_TASK STATEMENT_:
Rewrite every entry below, substituting "widest" for each occurrence of "thickest" and leaving everything else unchanged.

——————

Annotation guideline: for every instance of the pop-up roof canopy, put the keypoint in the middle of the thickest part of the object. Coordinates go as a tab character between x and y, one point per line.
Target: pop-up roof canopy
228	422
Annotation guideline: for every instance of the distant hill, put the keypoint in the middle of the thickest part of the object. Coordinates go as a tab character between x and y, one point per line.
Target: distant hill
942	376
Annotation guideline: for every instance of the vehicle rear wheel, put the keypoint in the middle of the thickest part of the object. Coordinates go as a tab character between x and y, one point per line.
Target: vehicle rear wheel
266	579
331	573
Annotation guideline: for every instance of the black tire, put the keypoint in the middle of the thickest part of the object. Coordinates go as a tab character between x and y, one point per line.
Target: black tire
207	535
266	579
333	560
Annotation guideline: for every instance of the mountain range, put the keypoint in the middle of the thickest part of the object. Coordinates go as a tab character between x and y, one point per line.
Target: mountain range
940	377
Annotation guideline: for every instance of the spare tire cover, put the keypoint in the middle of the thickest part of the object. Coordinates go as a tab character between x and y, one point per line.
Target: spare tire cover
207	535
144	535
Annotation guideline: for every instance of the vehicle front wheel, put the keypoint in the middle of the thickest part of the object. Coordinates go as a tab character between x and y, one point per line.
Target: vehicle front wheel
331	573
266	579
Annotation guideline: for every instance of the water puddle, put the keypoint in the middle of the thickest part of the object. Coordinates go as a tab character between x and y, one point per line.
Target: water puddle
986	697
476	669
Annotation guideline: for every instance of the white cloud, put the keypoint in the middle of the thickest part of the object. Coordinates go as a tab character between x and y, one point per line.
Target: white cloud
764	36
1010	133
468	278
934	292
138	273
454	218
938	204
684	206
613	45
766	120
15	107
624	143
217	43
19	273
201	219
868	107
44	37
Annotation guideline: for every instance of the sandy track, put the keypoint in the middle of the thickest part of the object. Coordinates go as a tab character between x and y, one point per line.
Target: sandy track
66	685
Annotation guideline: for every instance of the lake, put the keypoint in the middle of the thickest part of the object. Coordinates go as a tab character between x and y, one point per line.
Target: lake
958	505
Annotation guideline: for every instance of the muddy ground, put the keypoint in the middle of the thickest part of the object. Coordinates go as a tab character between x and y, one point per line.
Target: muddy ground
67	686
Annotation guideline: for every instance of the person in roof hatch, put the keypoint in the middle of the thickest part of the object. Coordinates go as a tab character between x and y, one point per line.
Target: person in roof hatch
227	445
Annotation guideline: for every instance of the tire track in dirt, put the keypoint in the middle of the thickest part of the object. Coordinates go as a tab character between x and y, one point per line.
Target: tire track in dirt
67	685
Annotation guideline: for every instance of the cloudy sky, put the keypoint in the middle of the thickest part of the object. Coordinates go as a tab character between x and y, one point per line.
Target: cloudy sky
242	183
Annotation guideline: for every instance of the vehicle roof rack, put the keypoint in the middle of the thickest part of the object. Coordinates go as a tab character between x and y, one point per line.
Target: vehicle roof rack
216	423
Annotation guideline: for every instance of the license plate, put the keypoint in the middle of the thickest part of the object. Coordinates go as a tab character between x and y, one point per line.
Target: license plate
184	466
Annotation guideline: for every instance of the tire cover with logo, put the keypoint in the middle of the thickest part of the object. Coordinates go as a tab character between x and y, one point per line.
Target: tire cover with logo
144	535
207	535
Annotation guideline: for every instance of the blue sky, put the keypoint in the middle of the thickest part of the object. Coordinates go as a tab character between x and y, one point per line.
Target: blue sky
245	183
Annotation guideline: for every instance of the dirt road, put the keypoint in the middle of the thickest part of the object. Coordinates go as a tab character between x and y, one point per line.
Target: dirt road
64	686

——————

_FINISHED EXERCISE_:
Annotation guideline: for every instance of the pop-up roof canopy, put the keypoint in the middle of the widest part of the object. Coordinates go as a tab character between x and y, one point per line.
Target: pop-up roof canopy
228	422
Annotation guideline: for every instance of the distant hill, put the keypoint in the middle of the widest part of the object. Coordinates go as a tab character between x and y, one point per line.
Target: distant hill
942	376
Annotation guideline: for every instance of the vehicle rear wheel, put the keypoint in the middle of the widest part of the object. Coordinates go as a tab character between x and y, one point per line.
Target: vehicle rear wheel
266	579
331	573
Annotation guideline: for every instance of the black tire, put the keypoint in the middle of the widest part of the object. Coordinates go as a tab character between x and y, one point per line.
Target: black tire
207	535
266	579
333	560
Annotation guideline: for every instance of the mountain range, put the keypoint in the middle of the widest part of the object. Coordinates go as a tab character between x and y, one point per line.
Target: mountain range
940	377
Annotation guideline: for every instance of the spare tire cover, put the keypoint in the middle of the widest part of the object. Coordinates go as a tab character between x and y, one point per line.
Target: spare tire cover
207	535
144	535
Annotation guideline: for every instance of the vehicle front wheel, put the keypoint in the middle of the widest part of the object. Coordinates go as a tab character between x and y, one point per line.
Target: vehicle front wheel
331	573
266	579
Annotation guideline: for every instance of the water puddle, put the keypoint in the middle of the widest part of the object. Coordinates go as a tab character between x and y, one point per line.
Target: water puddle
986	697
476	669
Annotation guideline: for every instance of the white cloud, put the keypoint in the middle of the widest part of the object. Coordinates go as a tab character between x and y, one point per line.
Target: white cloud
764	36
1010	133
468	278
934	292
138	273
454	218
938	204
684	206
613	45
766	120
15	107
624	143
217	43
19	273
201	219
868	107
44	37
Annotation guideline: for every instance of the sandy track, put the keypoint in the middle of the widest part of the object. Coordinates go as a tab character between x and y, one point per line.
Target: sandy track
66	685
Annotation guideline: for every instance of the lake, put the keypoint in the middle of the widest part of the object. Coordinates go as a tab character between x and y, one point per line.
Target: lake
958	505
Annotation guideline: for every instance of the muddy ground, put the keypoint in the middle of the widest part of the object. Coordinates go as a tab character between x and y, one point per line.
Target: muddy ground
67	686
Annotation guideline: for every instance of the person in roof hatch, put the keypoint in the middle of the widest part of the object. Coordinates go as a tab character between x and y, one point per line.
Target: person in roof hatch
227	445
Annotation guideline: for every instance of the tire track in dirt, put the keypoint in the middle of the widest part of the object. Coordinates go as a tab character between x and y, one point per line.
Target: tire track in dirt
67	685
Annotation guideline: for every instance of the cloudy sky, put the keypoint in the middle of the widest part of the object. Coordinates go as a tab character between x and y, one point per line.
Target: cloudy sky
242	183
Annotation guideline: for every instance of the vehicle roof rack, put the keypoint in the middle of the widest part of the object. Coordinates go as a tab character between x and y, one point per line.
Target: vehicle roof rack
216	423
Annotation guideline: for every instance of the license plate, put the keypoint in the middle of the widest part of the object. Coordinates go as a tab character between x and y, one point per line.
Target: license plate
184	466
Annotation guideline: for every instance of the tire cover with logo, put the keypoint in the middle of the widest part of the object. Coordinates go as a tab character between x and y, one point per line.
Target: tire cover with logo
144	535
207	535
Annotation guideline: for every instance of the blue sky, put the keypoint in the middle of the widest part of the object. Coordinates go as a tab character between x and y, one point per line.
Target: blue sky
245	183
Annotation guideline: for every instance of the dirt road, put the keypoint in the middle of the widest part of the object. Coordinates go as a tab character between x and y, one point per line.
Target: dirt road
64	686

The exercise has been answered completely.